Tour de FranceCes extraterrestres qui dérangent
Sont-ils dopés? Jonas Vingegaard et Tadej Pogacar suscitent biens des questions sur ce Tour de France, que ce soit dans le peloton ou dans la caravane.
Qui a dit que demain était un autre jour? Comme c’est le cas à chaque édition ou presque, on ressort la même rengaine. Dès qu’un coureur émerge du peloton, qu’il sort trop du rang et qu’il est nettement plus fort que les autres, on se pose forcément des questions. Celles qui interpellent, qui dérangent, qui fâchent. C’était (surtout) le cas lors de la période de Lance Armstrong entre 1999 et 2005, mais aussi lorsque Christopher Froome écrasait tout son monde entre 2013 et 2017.
Tournez manège! C’est désormais au tour de Tadej Pogacar et de Jonas Vingegaard, surtout, qui roulent sur cette édition comme des avions, de susciter bien des interrogations, avec de lourds sous-entendus. Surtout après la performance stupéfiante du Danois ce mardi dans le contre-la-montre entre Passy et Combloux (22,4 km), où il a écrasé toute la concurrence, à commencer par son principal contradicteur slovène. Les dix secondes d’écart ont pris la poudre d’escampette.
2e de Paris-Nice, David Gaudu - 9e du général à 17’38” du Viking alors qu’il visait une place sur le podium au départ de Bilbao – avoue son impuissance. «Je ne pense pas que j’aurais pu faire plus parce que je pense que je suis à 100%. Par rapport à Paris-Nice, je pense que ça va au moins trois fois plus vite, donc je ne peux rien faire d’autre physiquement. Je donne tout. Je serre les dents, mais si les autres sont plus forts, je n’y peux rien, le rythme des autres est trop pour nous», avait-il confié lundi.
Ce à quoi Yoann Offredo, ancien coureur et consultant sur France Télévisions, avait répliqué sur le plateau d’après-Tour: «Quand Gaudu dit qu’il est à 100% et que les autres sont plus forts, on entend ce qu’on entend, on comprend ce qu’on veut comprendre. Il est à 100%, il dépasse ses records de puissance et il est loin», a-t-il ainsi expliqué, avec un sourire plus explicite qu’une longue diatribe.
«Si vous vous posez des questions sur ces deux là, moi aussi rétorque Daniel Atienza, aujourd’hui consultant sur la RTS. Mais comment est-ce aussi possible que pendant dix ans, trois joueurs de tennis ont gagné plus de soixante tournois du Grand Chelem à eux trois? Parce que les autres sont des manches? Font-ils un autre sport?» C’était avant la démonstration hallucinante de Jonas Vingegaard dans l’exercice solitaire. «Comme Alcaraz et Djokovic, dans le vélo aussi il y a des champions d’exception», insiste-t-il. Il serait prêt à mettre sa main au feu.

MATÉRIEL FOURNI:
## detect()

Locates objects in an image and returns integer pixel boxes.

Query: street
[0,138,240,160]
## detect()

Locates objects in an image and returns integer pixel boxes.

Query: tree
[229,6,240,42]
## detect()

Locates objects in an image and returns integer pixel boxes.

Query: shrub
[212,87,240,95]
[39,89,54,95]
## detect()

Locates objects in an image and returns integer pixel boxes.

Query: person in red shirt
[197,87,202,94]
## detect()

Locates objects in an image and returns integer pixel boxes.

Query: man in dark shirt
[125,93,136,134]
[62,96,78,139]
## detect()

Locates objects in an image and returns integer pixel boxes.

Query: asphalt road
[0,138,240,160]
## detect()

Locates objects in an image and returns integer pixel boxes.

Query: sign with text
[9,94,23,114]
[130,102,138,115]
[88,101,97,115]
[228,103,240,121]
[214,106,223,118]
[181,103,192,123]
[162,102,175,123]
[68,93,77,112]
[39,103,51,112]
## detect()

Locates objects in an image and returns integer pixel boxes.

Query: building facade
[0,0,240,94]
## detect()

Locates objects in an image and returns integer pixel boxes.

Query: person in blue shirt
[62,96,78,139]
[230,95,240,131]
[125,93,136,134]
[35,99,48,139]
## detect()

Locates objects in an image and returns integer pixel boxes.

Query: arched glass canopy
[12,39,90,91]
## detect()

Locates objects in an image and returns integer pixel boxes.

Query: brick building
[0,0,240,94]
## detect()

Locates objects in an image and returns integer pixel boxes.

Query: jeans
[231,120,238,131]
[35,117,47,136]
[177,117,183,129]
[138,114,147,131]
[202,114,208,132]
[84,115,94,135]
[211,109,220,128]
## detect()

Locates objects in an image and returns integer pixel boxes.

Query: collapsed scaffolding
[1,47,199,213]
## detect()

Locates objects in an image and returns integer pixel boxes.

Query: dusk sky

TRAVAIL À FAIRE:
Répondez brièvement à chacune de ces questions en vous appuyant sur l'article consacré au Tour de France.
(a) Entre quelles années Christopher Froome « écrasait tout son monde » ?
(b) Quelle est la distance du contre-la-montre entre Passy et Combloux ?
(c) Pour quel média Daniel Atienza est-il aujourd'hui consultant ?
La liste ci-dessus n'a aucun rapport avec l'article.

SOLUTION RÉDIGÉE:
(a) Entre 2013 et 2017.
(b) 22,4 km.
(c) La RTS.